What to produce: In how many lines of these records does the word "segment" appear? Give the number by itself.

· · · ·

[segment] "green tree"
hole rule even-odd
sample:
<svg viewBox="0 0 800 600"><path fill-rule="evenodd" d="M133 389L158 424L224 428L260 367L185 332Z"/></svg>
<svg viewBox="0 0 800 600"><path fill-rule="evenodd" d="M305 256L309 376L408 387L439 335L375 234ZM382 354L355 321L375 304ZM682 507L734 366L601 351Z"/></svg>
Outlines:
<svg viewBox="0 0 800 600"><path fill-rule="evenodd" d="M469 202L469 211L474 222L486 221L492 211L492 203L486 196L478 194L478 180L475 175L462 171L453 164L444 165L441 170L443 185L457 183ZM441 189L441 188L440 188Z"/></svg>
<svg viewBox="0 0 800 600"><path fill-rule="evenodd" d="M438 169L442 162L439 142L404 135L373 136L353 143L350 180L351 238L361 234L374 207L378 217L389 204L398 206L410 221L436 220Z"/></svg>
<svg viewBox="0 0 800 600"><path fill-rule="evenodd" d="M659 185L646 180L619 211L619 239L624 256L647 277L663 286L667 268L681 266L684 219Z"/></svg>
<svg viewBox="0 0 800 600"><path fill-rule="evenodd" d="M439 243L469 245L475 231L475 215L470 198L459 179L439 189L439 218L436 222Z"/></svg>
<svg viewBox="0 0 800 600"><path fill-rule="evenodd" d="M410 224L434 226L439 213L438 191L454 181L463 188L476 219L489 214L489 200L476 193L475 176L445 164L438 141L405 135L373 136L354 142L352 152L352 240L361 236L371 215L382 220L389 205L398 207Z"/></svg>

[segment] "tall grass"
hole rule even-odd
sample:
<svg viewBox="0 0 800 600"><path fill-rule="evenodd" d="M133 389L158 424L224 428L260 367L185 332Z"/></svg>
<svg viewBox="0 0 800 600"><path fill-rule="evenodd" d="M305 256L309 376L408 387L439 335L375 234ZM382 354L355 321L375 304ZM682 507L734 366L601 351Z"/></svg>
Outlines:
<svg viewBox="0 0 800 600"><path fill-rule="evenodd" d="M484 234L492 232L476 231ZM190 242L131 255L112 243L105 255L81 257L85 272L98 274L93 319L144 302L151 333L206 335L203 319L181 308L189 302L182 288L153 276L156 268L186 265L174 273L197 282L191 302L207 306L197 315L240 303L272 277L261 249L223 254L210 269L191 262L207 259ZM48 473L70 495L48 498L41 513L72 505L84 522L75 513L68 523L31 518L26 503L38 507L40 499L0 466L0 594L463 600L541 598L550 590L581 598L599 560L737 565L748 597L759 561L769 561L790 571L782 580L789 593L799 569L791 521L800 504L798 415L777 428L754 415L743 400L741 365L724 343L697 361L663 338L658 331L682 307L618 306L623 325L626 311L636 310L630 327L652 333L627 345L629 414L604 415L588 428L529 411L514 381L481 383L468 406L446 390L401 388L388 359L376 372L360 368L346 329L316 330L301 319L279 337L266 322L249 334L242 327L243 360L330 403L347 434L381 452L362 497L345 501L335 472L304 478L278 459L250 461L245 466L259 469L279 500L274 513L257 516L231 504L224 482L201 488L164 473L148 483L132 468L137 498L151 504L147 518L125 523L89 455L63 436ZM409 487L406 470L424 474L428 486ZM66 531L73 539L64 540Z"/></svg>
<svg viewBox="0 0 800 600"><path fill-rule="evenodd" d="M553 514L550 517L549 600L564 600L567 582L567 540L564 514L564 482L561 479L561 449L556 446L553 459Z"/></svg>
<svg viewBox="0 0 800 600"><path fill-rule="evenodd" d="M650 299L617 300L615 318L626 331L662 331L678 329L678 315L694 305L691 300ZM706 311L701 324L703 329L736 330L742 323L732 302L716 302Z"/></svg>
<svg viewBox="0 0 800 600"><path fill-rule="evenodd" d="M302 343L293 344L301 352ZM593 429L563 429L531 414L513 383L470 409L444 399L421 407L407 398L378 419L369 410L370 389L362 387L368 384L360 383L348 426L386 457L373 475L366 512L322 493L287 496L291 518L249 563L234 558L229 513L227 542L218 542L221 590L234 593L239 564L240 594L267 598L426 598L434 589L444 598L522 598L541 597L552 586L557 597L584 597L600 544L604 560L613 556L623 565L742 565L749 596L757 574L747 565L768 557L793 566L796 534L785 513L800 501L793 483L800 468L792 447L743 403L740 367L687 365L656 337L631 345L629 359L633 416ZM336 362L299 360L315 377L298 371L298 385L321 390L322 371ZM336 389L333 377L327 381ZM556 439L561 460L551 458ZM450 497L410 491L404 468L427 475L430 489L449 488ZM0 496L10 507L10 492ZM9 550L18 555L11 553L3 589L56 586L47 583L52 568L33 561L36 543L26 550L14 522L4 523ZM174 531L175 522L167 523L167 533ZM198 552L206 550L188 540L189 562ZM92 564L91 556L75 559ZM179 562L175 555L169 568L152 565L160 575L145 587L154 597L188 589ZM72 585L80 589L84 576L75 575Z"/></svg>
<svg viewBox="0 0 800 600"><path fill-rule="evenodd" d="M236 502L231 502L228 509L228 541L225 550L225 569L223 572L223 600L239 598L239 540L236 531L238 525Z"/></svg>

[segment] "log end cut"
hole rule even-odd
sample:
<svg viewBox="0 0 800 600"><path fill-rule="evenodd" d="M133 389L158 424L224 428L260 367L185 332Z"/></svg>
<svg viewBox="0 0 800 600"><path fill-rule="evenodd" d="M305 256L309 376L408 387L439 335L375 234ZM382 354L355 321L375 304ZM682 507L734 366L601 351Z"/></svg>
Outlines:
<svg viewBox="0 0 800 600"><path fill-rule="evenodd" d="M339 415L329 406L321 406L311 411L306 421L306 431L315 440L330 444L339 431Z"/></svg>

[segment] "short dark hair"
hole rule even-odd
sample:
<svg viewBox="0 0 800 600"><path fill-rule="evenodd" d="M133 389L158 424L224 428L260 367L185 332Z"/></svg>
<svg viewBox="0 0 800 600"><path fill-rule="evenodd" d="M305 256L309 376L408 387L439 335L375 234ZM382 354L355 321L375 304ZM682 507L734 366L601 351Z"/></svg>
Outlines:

· · · ·

Completed exercise: 4